◆ **EXERCISE AIM**
Copy out the stretch of the listing from its start through the line containing "x=177, y=119", both ends included, keeping every line and request but scaling each x and y coordinate in the answers by 0.2, rounded to whole numbers with halves going up. Leave the pictures out.

(Pointing and labeling entries)

◇ ◇ ◇ ◇ ◇

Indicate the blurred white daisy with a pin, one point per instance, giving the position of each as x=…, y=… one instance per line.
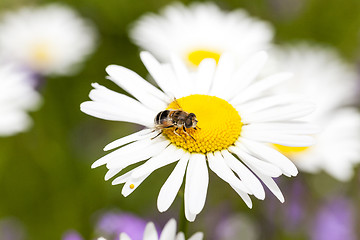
x=49, y=40
x=17, y=96
x=233, y=123
x=168, y=233
x=201, y=31
x=324, y=78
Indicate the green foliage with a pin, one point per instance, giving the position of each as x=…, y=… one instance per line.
x=45, y=176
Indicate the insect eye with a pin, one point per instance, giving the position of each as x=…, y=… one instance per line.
x=188, y=123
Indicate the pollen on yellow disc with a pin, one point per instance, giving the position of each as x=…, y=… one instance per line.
x=41, y=53
x=290, y=151
x=195, y=57
x=218, y=121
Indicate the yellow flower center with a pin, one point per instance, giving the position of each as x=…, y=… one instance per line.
x=195, y=57
x=41, y=53
x=219, y=124
x=290, y=151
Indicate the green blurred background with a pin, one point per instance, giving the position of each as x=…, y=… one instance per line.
x=45, y=178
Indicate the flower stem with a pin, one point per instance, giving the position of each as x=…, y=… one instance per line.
x=183, y=223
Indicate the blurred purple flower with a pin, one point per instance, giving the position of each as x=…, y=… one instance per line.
x=334, y=221
x=294, y=208
x=112, y=224
x=11, y=229
x=72, y=235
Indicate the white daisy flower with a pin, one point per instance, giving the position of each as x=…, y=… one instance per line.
x=49, y=40
x=17, y=96
x=234, y=122
x=168, y=233
x=201, y=31
x=323, y=77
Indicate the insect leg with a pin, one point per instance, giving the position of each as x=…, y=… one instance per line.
x=178, y=133
x=188, y=133
x=157, y=135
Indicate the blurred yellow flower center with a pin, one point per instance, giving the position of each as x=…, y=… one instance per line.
x=290, y=151
x=41, y=53
x=197, y=56
x=219, y=124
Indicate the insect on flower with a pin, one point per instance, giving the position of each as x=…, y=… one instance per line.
x=177, y=119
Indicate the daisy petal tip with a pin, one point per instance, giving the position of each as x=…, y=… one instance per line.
x=111, y=68
x=263, y=55
x=145, y=54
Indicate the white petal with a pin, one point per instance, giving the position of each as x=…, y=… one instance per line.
x=145, y=133
x=169, y=231
x=167, y=156
x=168, y=85
x=222, y=76
x=172, y=185
x=244, y=197
x=112, y=158
x=189, y=216
x=133, y=154
x=218, y=166
x=197, y=236
x=146, y=93
x=264, y=167
x=124, y=236
x=257, y=88
x=270, y=183
x=123, y=178
x=150, y=232
x=134, y=183
x=180, y=236
x=199, y=180
x=295, y=127
x=182, y=74
x=248, y=178
x=268, y=102
x=111, y=172
x=288, y=112
x=124, y=103
x=204, y=75
x=246, y=74
x=279, y=138
x=109, y=112
x=271, y=155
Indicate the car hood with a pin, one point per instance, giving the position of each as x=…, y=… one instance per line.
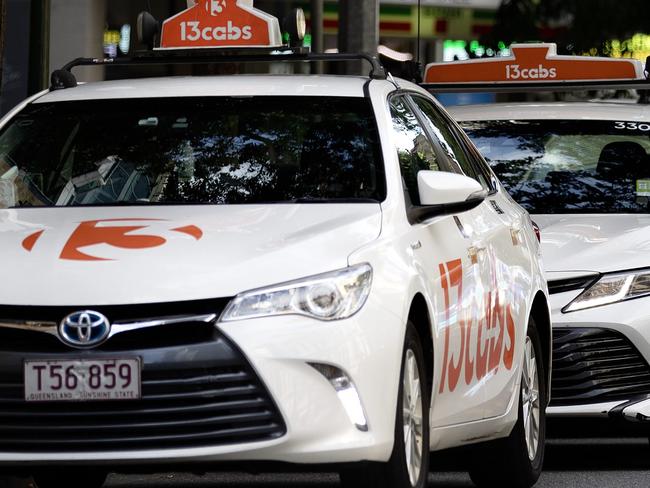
x=594, y=243
x=123, y=255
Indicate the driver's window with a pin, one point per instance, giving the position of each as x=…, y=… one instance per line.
x=414, y=149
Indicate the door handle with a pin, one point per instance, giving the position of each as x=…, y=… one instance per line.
x=515, y=234
x=475, y=252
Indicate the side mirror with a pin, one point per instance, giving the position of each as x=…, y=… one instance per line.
x=443, y=193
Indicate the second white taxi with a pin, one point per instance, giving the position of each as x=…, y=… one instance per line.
x=582, y=169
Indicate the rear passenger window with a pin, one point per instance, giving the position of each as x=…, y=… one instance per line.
x=415, y=151
x=450, y=144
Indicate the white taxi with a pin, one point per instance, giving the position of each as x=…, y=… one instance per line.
x=252, y=269
x=582, y=169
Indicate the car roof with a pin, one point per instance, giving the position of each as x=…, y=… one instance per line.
x=200, y=86
x=597, y=110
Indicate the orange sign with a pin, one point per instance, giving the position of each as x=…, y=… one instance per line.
x=534, y=63
x=221, y=23
x=93, y=232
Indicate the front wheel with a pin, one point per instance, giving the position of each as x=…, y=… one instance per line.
x=408, y=466
x=516, y=461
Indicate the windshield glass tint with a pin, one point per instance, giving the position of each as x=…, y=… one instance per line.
x=569, y=166
x=191, y=151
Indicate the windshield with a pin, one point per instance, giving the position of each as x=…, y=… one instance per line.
x=569, y=166
x=218, y=150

◇ ◇ ◇ ◇ ◇

◆ **OUTPUT FOR THIS EXERCISE**
Indicate the blurred white daisy with a pin, one point per instance, giving the position of each as x=…, y=… one instance per line.
x=10, y=8
x=3, y=19
x=47, y=25
x=34, y=47
x=40, y=6
x=65, y=16
Indicate the green foliage with a pin, one point per instance, giving the position of each as x=…, y=… one instance per line.
x=9, y=35
Indicate the insect eye with a pin, one point per instance, giving the position of each as x=…, y=… one instance per line.
x=38, y=25
Indicate the pollen on yellow disc with a pin, one point per instance, giving the position of each as x=…, y=… one instance per line.
x=8, y=11
x=58, y=30
x=39, y=11
x=44, y=24
Indicate the yellow flower center with a pin, one point per instance, giving the position of each as x=…, y=… one instance per line.
x=39, y=11
x=8, y=11
x=44, y=25
x=58, y=30
Indicate the green blurred background with a pin, one point per instance, giving the position of each as x=…, y=… one instance per line.
x=9, y=36
Indicate the flower stem with a pin, one point per instance, giving the position of each as x=…, y=… one instance per line.
x=37, y=45
Indicate the blurred purple flower with a pin, one point per instance, giving the position of each as x=…, y=… one instance per line.
x=67, y=44
x=59, y=42
x=22, y=45
x=2, y=46
x=14, y=47
Indicate the white daisy flower with a pin, one point per instance, giving the position of each as x=…, y=… one instance per line.
x=10, y=8
x=3, y=19
x=47, y=24
x=34, y=47
x=40, y=6
x=65, y=15
Indicate the insect leg with a pin, one point per instance, giving the position of each as x=…, y=… one instance per line.
x=36, y=27
x=38, y=27
x=31, y=27
Indicate the blurred yellow flower center with a pin, one point per instance, giving the position of each as x=…, y=… one instance per line.
x=58, y=30
x=8, y=11
x=39, y=11
x=44, y=25
Indicate the insect on flower with a pin, one point per instance, giving the position of each as x=…, y=… one instance per line.
x=35, y=24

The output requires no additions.